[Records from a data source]
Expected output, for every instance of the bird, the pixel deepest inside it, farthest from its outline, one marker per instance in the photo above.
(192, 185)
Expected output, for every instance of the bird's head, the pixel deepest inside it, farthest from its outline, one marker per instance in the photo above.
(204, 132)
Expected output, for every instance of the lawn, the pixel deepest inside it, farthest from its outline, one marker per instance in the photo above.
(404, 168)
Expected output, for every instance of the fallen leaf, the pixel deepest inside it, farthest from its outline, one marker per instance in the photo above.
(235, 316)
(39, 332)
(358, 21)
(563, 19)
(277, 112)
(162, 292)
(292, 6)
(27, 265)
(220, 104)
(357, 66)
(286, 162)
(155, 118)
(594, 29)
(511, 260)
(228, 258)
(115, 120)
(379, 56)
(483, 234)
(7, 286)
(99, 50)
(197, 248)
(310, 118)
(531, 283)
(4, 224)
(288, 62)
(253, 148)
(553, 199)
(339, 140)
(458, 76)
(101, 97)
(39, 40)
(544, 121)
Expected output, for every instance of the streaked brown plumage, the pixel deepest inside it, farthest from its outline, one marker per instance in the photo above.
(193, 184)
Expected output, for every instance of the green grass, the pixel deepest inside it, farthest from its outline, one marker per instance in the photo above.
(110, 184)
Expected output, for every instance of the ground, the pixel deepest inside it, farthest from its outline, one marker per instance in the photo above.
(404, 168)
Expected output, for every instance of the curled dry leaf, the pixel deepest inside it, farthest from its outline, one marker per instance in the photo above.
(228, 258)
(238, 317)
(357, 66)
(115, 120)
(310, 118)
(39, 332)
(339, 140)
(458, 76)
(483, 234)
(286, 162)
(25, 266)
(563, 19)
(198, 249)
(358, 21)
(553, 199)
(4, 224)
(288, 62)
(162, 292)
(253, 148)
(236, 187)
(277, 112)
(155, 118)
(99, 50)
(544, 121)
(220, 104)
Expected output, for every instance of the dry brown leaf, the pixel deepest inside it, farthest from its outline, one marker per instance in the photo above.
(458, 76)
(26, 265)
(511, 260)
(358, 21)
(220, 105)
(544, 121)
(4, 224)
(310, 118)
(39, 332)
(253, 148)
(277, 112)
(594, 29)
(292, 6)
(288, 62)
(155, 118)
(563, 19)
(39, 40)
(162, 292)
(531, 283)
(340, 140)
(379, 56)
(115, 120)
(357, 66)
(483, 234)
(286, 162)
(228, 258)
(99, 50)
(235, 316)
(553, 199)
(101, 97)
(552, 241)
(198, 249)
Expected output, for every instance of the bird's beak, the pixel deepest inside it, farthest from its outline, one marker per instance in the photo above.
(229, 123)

**EXERCISE PROMPT**
Output the listing above exactly as it appears.

**SOLVED EXERCISE**
Expected output, for every instance of the bird, the pixel deepest inside it, farthest from its outline, one marker per instance in the photo above.
(192, 185)
Expected output, for every instance of the bird's head, the pixel deepest inside it, farthest from its outline, one marker per instance in the photo above.
(204, 132)
Expected output, for every instance of the lawn, the pixel deepest inside it, farthest from its outline, one marker per instance in the photo above.
(404, 168)
Expected output, for every instance of the fallen leaf, the pixel deepest inside it, farthest from its outline, one marker per instance in the photo above.
(235, 316)
(39, 332)
(358, 21)
(563, 19)
(277, 112)
(162, 292)
(292, 6)
(27, 265)
(220, 104)
(357, 66)
(286, 162)
(155, 118)
(594, 29)
(511, 260)
(228, 258)
(115, 120)
(379, 56)
(483, 234)
(7, 286)
(99, 50)
(197, 248)
(310, 118)
(531, 283)
(4, 224)
(288, 62)
(253, 148)
(553, 199)
(339, 140)
(458, 76)
(101, 97)
(39, 40)
(544, 121)
Expected output, for every instance of the streaked brown plumage, the pixel deepest inside it, farthest from its outline, one marker per instance in the photo above.
(193, 184)
Expected output, for every instance of the green grass, the pixel deepest inside it, farthest from its outline, one marker per instance in the photo above.
(110, 184)
Expected output, for every instance of the ground, the pixel deepest inside it, farthest from its outline, one marker per instance in the photo above.
(404, 168)
Expected output, for every instance of the curled dry leaf, the pixel deepest inside it, farthest from its outline, one marker per instance in the photo above.
(228, 258)
(238, 317)
(357, 66)
(115, 120)
(310, 118)
(39, 332)
(339, 140)
(458, 76)
(483, 234)
(286, 162)
(25, 266)
(563, 19)
(198, 249)
(358, 21)
(553, 199)
(4, 224)
(288, 62)
(162, 292)
(253, 148)
(236, 187)
(277, 112)
(155, 118)
(99, 50)
(544, 121)
(220, 104)
Expected output, for every instance of the dry brown leaf, the pixel deepest inside it, farthest from its outline, one marker per instance in the photo above.
(458, 76)
(26, 265)
(511, 260)
(358, 21)
(220, 105)
(544, 121)
(4, 224)
(310, 118)
(39, 332)
(253, 148)
(277, 112)
(594, 29)
(292, 6)
(288, 62)
(155, 118)
(563, 19)
(39, 40)
(162, 292)
(531, 283)
(340, 140)
(379, 56)
(115, 120)
(357, 66)
(483, 234)
(286, 162)
(228, 258)
(99, 50)
(235, 316)
(553, 199)
(101, 97)
(552, 241)
(198, 249)
Expected output, for every instance of the bird's beak, the pixel deepest inside it, farthest from its outline, one marker per instance in the photo above.
(229, 123)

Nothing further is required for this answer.